Work task A: According to the Jessica Jones passage, in what year was the stand-alone Black Widow movie finally released?
Work task B: Carry the Jessica Jones passage forward from its last sentence.

It is clear that Jessica and Jessica Jones, both the character and the show, continue to start conversations. While it is unfair to expect her to be the representative for all women superheroes on screen, viewers and critics are right to demand that the show better represent the world its titular character inhabits, particularly given its insistence on placing her in the real world. When Jessica Jones was first released in 2015, she was in good company with other women superheroes such as Agent Peggy Carter and Melinda May. By the time the final season was released in 2019, however, Marvel had actually dropped Agent Carter (2015–16), Agents of S.H.I.E.L.D. (2012–20), though with many more women superheroes, was only a year away from ending its run, and the promised release of the stand-alone Black Widow movie was pushed back (it was finally released in 2021). The future of Marvel’s women superheroes at the time seemed to lie with Captain Marvel (2019; 2022), the character of the Scarlet Witch (WandaVision [2021]), and Kate Bishop in the Disney+ series Hawkeye (2021). Despite the progress made by Jessica Jones in its final season, it seems Marvel is looking forward to a very white future. It is therefore all the more important that we consider the initial release of Jessica Jones and consider the show’s continued influence and impact on the industry as Marvel works to integrate its catalogue into the new Disney+ streaming service. Sonia Saraiya at Variety points out just how relevant to the cultural moment Jessica has been:
Jessica Jones is not just Marvel’s only female frontwoman, but the franchise’s personification of female rage—a force that has become so potent, in the years since her first appearance, that half a million people marched on Washington, Oprah flirted with running for president, and rapists, abusers, and harassers have been dragged out of the highest halls of power and privilege, practically kicking and screaming as they go. Creator Melissa Rosenberg’s interpretation of Brian Michael Bendis’ comic-book heroine could not have been more prescient. (Saraiya 2018)

(Saved entries)
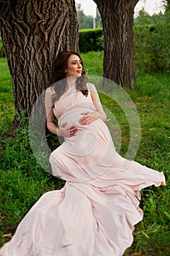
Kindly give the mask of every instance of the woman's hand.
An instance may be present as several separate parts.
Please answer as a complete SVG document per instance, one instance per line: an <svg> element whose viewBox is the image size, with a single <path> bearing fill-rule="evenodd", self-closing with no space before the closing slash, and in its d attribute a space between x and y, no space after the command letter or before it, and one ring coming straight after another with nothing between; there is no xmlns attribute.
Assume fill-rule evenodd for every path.
<svg viewBox="0 0 170 256"><path fill-rule="evenodd" d="M72 137L75 135L77 131L77 127L75 125L66 127L67 123L62 124L60 127L57 129L57 135L62 137Z"/></svg>
<svg viewBox="0 0 170 256"><path fill-rule="evenodd" d="M85 116L79 120L81 125L89 124L100 117L100 113L98 111L83 112L82 115L85 115Z"/></svg>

Answer space A: 2021

Answer space B:
This is the character that Marvel and Disney need to consider bringing back to the screen to encourage more adult viewership on the latter’s new streaming service: a character and show capable of representing the current moment while also taking criticism and growing because of it. Considering the legacy Jessica Jones has created, fans and viewers alike should push Marvel to continuously grow and adapt to the present social and political moment in their other adult Marvel Cinematic Universe content on Disney+ to ensure better women heroes who truly represent their world and allow for public conversations about relevant, if difficult, topics.